- [Exercise instructions]
Can you write out the listing below again, substituting "snug box" for every "tight box" and changing nothing else?

(Detection examples)
== == ==
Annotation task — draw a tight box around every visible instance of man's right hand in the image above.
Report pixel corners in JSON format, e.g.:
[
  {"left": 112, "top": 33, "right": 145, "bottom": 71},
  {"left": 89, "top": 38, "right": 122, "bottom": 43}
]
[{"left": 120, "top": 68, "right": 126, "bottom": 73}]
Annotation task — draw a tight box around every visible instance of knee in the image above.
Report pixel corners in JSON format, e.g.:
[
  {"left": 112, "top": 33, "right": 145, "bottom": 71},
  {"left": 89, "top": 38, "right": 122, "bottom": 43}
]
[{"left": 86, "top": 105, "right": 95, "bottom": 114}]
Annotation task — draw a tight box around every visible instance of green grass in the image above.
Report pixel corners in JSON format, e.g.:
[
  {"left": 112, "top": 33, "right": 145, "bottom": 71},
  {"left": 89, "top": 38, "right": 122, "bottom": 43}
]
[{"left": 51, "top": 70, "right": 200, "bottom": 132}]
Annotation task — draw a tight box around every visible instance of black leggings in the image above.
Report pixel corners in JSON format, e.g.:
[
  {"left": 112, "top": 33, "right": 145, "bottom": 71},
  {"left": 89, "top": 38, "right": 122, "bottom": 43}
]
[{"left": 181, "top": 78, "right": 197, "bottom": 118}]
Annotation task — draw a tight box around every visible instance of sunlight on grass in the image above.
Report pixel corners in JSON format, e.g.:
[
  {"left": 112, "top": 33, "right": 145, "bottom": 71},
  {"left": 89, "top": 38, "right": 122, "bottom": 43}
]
== == ==
- [Answer to the exercise]
Annotation task — draw a snug box around every visible instance of man's right hand in the image above.
Report pixel corners in JSON format, e.g.:
[
  {"left": 112, "top": 33, "right": 145, "bottom": 71},
  {"left": 89, "top": 38, "right": 122, "bottom": 43}
]
[{"left": 120, "top": 68, "right": 126, "bottom": 73}]
Annotation task — draw a snug box around every visible instance of knee in the image above.
Report pixel corners in JSON format, e.g.:
[
  {"left": 112, "top": 33, "right": 145, "bottom": 71},
  {"left": 89, "top": 38, "right": 122, "bottom": 43}
]
[{"left": 86, "top": 105, "right": 95, "bottom": 114}]
Annotation task — draw a snug box around every visible instance of green grass in the image above.
Report pixel corners in JSON format, e.g.:
[
  {"left": 112, "top": 33, "right": 145, "bottom": 71},
  {"left": 89, "top": 38, "right": 122, "bottom": 43}
]
[{"left": 51, "top": 70, "right": 200, "bottom": 132}]
Annotation task — draw a snug box around every visible instance of black leggings in the image above.
Report pixel corners in JSON format, e.g.:
[
  {"left": 112, "top": 33, "right": 145, "bottom": 71},
  {"left": 89, "top": 38, "right": 122, "bottom": 43}
]
[{"left": 181, "top": 78, "right": 197, "bottom": 118}]
Annotation task — draw a snug box around every visible instance of sunlight on grass in the image above.
Report pixel corners in JSON format, e.g.:
[
  {"left": 112, "top": 33, "right": 145, "bottom": 71},
  {"left": 89, "top": 38, "right": 122, "bottom": 43}
]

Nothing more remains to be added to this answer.